Source passage.
┌────────
The DOJ’s cross-examination, as with Bewkes, yielded little. Stankey was prodded about his compensation package and whether he was driving toward the deal out of self-interest. He also rebutted the ongoing narrative that the endgame of the deal is for AT&T to use the Turner networks as leverage to further its distribution goals, shaking down rivals and consumers.

When Petrocelli pre-emptively raised one government insinuation that AT&T and Comcast on Stankey’s watch may have explored joining forces to squelch internet-delivered competitors, the 33-year veteran grew animated. “I can’t even imagine that,” he said. “I don’t like Comcast. I compete with them.” Asked if Comcast had run local ads that AT&T had objected to during a turf battle for subscribers, Stankey snorted, “Once a quarter. We were constantly playing Whack-a-Mole with them. … I’m not going to co-operate with someone I don’t like.”
└────────
Data rows.
┌────────
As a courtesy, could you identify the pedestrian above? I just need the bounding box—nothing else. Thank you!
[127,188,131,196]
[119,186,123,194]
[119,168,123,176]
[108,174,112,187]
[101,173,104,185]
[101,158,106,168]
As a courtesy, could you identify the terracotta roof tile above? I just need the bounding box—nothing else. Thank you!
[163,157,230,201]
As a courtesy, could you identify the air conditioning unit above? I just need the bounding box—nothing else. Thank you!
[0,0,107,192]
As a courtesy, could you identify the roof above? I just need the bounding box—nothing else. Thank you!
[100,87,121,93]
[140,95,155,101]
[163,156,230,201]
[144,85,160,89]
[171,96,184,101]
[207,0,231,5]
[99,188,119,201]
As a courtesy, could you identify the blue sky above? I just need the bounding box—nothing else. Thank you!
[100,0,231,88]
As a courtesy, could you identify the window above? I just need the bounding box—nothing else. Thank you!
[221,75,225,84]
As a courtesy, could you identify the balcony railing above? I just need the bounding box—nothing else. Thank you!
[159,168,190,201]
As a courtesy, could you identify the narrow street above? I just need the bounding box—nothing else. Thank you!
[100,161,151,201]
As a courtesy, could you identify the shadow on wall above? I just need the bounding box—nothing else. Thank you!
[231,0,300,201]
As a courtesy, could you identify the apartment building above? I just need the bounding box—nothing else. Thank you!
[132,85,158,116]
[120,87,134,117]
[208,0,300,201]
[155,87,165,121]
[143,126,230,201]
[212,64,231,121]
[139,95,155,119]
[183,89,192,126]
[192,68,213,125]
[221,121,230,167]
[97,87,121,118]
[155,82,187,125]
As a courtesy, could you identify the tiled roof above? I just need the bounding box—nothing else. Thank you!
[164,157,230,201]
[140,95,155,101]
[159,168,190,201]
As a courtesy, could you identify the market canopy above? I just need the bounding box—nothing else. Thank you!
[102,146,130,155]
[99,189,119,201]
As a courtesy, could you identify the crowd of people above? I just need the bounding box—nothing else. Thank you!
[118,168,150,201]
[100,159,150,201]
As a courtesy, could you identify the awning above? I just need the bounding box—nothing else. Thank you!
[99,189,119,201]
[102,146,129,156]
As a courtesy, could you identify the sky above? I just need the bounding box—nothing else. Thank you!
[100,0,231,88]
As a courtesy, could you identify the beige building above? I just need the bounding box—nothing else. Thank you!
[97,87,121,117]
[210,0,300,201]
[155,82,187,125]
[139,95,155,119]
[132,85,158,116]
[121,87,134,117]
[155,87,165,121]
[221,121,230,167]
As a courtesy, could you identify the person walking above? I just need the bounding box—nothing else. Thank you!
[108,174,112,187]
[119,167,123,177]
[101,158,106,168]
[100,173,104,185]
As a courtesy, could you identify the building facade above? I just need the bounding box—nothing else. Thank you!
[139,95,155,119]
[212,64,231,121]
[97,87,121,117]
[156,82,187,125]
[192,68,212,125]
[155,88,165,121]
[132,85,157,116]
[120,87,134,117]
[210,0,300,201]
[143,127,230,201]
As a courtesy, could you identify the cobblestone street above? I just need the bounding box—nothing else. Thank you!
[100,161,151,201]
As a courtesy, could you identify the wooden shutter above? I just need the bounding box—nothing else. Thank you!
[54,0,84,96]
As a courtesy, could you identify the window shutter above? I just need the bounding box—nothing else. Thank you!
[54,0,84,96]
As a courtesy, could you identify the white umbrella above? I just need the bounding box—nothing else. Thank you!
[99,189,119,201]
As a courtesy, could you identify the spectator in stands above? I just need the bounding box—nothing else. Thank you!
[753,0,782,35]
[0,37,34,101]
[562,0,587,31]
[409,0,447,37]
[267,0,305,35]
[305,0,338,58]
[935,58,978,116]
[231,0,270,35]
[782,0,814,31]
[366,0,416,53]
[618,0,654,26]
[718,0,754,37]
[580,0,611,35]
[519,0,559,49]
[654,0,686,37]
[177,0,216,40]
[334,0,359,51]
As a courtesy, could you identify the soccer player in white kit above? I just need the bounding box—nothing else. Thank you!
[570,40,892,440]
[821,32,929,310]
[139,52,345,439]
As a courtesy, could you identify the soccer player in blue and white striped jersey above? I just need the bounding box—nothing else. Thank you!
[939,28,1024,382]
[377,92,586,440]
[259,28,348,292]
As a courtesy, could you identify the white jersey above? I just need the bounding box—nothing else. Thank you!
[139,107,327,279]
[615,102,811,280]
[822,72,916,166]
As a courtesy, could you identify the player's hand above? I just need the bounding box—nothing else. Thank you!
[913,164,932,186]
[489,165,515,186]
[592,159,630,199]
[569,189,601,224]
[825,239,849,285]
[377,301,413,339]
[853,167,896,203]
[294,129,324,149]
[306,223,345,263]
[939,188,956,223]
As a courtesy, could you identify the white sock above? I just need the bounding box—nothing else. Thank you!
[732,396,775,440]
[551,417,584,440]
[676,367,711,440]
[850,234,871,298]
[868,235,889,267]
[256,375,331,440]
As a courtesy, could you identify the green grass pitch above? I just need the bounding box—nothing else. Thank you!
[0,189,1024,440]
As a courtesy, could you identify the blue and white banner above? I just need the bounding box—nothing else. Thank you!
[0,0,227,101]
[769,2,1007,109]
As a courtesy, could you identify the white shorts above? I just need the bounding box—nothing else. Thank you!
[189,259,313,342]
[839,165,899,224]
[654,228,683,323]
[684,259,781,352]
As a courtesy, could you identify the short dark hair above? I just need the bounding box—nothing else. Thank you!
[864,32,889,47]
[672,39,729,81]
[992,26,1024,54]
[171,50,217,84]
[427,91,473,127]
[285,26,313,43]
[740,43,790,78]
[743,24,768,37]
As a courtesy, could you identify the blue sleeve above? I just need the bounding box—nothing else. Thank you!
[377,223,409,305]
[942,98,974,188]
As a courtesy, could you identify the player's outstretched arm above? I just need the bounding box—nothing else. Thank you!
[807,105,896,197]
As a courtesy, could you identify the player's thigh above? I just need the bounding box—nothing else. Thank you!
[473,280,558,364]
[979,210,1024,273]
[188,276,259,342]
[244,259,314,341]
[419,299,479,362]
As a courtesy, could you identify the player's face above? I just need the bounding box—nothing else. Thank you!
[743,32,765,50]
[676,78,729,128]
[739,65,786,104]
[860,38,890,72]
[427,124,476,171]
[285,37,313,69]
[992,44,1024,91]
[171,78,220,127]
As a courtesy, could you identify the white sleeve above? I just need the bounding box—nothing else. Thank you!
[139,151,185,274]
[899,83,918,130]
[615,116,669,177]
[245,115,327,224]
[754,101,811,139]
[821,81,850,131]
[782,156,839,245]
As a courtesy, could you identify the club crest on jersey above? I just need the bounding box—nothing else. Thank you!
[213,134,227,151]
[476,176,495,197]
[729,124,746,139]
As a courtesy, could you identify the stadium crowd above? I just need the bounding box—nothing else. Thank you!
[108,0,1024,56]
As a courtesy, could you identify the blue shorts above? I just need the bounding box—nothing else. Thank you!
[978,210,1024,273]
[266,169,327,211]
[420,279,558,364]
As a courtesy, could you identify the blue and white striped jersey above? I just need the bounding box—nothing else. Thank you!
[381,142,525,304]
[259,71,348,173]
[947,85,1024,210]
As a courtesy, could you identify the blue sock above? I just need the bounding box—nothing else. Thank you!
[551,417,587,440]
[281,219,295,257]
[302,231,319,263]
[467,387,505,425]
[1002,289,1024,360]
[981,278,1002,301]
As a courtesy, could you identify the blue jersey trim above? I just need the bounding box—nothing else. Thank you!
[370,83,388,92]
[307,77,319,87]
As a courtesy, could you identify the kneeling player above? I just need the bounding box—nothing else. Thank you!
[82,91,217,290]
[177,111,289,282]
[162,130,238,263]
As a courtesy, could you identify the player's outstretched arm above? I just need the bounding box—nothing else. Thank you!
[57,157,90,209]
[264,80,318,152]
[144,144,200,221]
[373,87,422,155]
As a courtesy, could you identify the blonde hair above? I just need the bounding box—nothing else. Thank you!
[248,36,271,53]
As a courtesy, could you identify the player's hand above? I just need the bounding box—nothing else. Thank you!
└────────
Exercise directions.
From the passage above on Stankey's trial testimony, print the text between "The DOJ’s cross-examination, as" and "rivals and consumers.", inclusive.

Finished answer.
The DOJ’s cross-examination, as with Bewkes, yielded little. Stankey was prodded about his compensation package and whether he was driving toward the deal out of self-interest. He also rebutted the ongoing narrative that the endgame of the deal is for AT&T to use the Turner networks as leverage to further its distribution goals, shaking down rivals and consumers.